Required action: The result should be every line that contains the word "positive", taken from the material.

Data for this exercise:
★ ★ ★

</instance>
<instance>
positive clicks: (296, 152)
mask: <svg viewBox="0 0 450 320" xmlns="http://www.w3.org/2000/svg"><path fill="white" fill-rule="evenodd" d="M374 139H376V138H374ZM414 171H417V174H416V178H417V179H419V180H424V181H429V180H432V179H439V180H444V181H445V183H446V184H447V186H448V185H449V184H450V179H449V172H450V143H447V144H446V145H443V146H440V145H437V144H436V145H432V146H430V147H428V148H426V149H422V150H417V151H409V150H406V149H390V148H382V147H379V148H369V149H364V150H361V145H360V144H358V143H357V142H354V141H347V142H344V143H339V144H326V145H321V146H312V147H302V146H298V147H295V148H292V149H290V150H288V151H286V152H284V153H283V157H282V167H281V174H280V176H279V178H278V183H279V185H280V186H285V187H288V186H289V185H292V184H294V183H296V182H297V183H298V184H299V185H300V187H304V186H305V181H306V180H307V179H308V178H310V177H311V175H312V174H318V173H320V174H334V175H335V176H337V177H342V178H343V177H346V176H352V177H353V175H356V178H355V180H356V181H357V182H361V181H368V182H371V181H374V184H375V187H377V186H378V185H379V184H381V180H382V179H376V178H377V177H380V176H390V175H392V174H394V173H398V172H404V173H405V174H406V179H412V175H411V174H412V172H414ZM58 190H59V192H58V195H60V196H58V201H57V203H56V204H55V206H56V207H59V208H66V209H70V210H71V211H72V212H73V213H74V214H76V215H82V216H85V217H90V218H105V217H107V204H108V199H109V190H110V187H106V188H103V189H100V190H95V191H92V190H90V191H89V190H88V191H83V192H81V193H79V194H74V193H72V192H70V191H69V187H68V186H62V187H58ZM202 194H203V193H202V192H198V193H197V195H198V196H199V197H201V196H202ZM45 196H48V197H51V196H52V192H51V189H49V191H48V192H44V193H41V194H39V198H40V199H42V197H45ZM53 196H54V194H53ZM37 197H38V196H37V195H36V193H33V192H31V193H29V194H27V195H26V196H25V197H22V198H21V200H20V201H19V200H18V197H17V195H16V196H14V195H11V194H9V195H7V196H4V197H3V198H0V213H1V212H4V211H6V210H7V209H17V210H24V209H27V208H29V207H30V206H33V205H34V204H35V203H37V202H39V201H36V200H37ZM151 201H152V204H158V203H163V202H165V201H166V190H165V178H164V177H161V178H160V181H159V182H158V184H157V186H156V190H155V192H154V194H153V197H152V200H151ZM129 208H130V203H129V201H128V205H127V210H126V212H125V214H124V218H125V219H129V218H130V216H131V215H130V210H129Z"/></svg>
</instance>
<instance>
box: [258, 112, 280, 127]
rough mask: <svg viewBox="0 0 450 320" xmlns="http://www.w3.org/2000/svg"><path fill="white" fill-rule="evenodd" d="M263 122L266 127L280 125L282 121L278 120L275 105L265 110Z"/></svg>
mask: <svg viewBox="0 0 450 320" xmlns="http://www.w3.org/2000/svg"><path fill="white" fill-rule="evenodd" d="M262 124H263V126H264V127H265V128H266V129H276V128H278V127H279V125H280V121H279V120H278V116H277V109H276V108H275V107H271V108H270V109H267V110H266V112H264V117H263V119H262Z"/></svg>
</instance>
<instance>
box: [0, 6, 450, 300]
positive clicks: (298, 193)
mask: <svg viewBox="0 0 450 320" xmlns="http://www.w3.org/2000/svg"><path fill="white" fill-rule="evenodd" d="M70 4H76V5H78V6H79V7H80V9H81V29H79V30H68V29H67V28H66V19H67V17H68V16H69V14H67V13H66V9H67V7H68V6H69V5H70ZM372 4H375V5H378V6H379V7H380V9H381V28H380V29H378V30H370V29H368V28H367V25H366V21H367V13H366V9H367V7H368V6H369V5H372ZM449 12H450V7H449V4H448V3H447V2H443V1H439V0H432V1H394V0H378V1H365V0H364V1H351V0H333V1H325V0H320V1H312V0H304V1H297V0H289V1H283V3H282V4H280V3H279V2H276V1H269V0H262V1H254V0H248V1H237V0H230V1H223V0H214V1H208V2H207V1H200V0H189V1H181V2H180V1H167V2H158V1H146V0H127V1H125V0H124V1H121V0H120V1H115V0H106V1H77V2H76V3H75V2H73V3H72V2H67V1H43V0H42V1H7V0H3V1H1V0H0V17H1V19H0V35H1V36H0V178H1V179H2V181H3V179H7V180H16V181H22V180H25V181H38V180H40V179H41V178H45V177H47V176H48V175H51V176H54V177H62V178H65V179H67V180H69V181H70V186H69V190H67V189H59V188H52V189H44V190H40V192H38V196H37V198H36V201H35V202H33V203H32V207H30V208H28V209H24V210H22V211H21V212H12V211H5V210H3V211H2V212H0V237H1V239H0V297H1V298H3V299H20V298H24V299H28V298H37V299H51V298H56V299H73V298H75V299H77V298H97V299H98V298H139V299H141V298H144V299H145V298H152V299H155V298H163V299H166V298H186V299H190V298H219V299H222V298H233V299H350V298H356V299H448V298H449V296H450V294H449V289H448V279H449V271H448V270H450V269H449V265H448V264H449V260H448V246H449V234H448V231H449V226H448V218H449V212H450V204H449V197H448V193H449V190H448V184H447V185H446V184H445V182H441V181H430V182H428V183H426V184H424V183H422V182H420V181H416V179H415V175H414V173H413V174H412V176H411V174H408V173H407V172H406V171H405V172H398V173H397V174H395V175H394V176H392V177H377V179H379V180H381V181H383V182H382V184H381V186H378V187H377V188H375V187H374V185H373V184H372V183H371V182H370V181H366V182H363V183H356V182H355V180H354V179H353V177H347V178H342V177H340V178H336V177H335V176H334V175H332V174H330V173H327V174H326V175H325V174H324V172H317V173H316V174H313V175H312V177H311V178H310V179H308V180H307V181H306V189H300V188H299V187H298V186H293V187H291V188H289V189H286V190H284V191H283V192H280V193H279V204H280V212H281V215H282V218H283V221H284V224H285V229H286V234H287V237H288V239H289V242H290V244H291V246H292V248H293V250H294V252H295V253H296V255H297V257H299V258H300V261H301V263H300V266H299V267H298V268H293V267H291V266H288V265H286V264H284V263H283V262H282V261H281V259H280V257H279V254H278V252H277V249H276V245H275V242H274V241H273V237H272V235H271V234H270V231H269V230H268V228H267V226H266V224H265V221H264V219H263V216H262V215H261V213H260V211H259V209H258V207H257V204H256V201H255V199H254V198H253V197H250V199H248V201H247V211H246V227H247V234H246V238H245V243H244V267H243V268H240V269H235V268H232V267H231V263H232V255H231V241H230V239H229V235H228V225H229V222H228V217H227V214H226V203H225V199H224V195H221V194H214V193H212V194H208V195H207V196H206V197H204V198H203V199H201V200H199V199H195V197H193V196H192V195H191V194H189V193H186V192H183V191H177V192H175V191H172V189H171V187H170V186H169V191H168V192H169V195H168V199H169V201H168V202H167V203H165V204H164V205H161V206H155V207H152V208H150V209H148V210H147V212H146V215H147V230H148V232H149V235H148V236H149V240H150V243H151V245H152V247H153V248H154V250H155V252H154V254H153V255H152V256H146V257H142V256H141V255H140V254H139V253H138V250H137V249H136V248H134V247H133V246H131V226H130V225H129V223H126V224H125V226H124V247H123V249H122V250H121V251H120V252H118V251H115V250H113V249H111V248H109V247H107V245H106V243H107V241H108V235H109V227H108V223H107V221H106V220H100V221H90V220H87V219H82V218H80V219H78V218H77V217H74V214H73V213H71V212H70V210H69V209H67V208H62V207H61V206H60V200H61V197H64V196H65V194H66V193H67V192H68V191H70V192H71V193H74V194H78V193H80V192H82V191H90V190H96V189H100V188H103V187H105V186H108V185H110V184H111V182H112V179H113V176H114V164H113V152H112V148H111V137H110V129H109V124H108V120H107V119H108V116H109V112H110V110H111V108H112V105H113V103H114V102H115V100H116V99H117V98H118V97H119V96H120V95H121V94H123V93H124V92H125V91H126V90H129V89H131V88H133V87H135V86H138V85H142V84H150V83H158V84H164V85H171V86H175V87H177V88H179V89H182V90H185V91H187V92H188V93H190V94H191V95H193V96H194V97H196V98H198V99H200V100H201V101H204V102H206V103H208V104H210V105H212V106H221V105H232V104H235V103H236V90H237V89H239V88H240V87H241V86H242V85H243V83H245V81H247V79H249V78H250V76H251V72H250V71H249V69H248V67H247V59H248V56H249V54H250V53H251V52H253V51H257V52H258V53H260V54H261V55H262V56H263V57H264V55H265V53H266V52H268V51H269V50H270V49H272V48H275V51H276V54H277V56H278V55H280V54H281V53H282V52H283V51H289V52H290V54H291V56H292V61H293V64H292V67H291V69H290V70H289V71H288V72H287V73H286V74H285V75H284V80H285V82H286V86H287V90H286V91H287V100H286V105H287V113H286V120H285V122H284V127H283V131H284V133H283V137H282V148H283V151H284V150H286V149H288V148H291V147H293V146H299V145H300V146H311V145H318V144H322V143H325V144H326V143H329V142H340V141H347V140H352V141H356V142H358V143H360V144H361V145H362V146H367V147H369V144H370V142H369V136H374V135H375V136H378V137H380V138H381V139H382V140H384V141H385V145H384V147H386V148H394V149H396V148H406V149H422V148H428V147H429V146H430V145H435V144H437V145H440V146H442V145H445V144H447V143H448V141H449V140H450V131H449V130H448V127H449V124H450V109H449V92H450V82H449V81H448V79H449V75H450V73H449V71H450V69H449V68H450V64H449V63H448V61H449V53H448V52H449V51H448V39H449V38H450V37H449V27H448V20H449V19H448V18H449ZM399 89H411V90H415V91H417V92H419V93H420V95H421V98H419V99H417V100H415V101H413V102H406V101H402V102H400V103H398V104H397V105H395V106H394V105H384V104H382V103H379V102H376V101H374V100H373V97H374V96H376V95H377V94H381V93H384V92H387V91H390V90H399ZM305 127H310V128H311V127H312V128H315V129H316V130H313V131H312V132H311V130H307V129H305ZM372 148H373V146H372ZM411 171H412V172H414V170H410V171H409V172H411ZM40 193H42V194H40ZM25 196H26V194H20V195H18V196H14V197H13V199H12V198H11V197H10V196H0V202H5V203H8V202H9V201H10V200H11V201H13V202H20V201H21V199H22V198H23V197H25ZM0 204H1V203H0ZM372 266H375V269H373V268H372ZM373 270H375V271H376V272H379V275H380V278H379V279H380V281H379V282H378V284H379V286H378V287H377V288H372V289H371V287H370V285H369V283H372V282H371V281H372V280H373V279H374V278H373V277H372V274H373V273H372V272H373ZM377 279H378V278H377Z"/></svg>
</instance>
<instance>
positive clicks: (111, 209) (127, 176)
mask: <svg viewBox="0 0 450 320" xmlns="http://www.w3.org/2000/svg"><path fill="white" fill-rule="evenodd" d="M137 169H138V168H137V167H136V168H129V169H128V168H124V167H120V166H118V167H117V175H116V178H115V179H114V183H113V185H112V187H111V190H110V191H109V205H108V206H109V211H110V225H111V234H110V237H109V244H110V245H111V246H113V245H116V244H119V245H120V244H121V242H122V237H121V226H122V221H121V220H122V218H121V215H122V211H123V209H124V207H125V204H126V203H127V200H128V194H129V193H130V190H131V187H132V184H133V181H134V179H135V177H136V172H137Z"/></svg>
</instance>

★ ★ ★

Output of the task:
positive clicks: (296, 152)
positive clicks: (298, 193)
positive clicks: (111, 209) (127, 176)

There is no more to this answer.